### What to produce
Please write out all of the data below exactly, without including the pictures.

### Supplied data
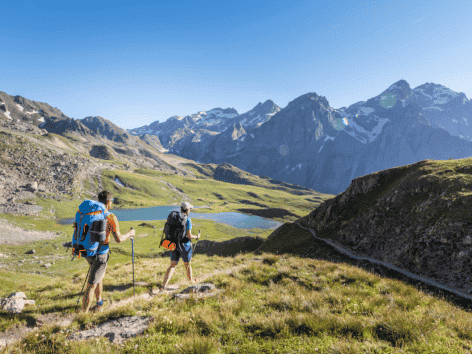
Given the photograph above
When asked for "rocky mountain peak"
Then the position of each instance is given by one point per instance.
(105, 128)
(308, 99)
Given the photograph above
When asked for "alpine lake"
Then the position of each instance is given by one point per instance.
(239, 220)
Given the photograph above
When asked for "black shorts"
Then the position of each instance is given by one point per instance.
(98, 266)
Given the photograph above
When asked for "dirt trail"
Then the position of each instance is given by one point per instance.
(18, 332)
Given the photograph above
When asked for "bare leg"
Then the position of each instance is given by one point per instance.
(99, 291)
(169, 273)
(188, 267)
(87, 300)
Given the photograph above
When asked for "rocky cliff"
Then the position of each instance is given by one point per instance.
(415, 217)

### Answer space
Given the photograph above
When asked for "rocky mountain peak"
Then the position of each instance is given by one point per instance.
(105, 128)
(308, 99)
Given the photograph above
When asked for "alpine lake"
Then the position of each instance is given by one point per instance.
(239, 220)
Given the photograph above
When asked for "black shorts"
Then the position of each instance is given by one point per instance.
(98, 266)
Given the photograph above
When asked for "dirt trail"
Then the position of each instance is given by one point per instance.
(18, 332)
Given the photograph above
When asked for "bare leg"
Then the position of each instance is given by one point per instance.
(99, 291)
(169, 273)
(188, 267)
(87, 300)
Given the photograph above
When asked for "rocky cliff"
Then the position of each instance is given by one point per instance.
(415, 217)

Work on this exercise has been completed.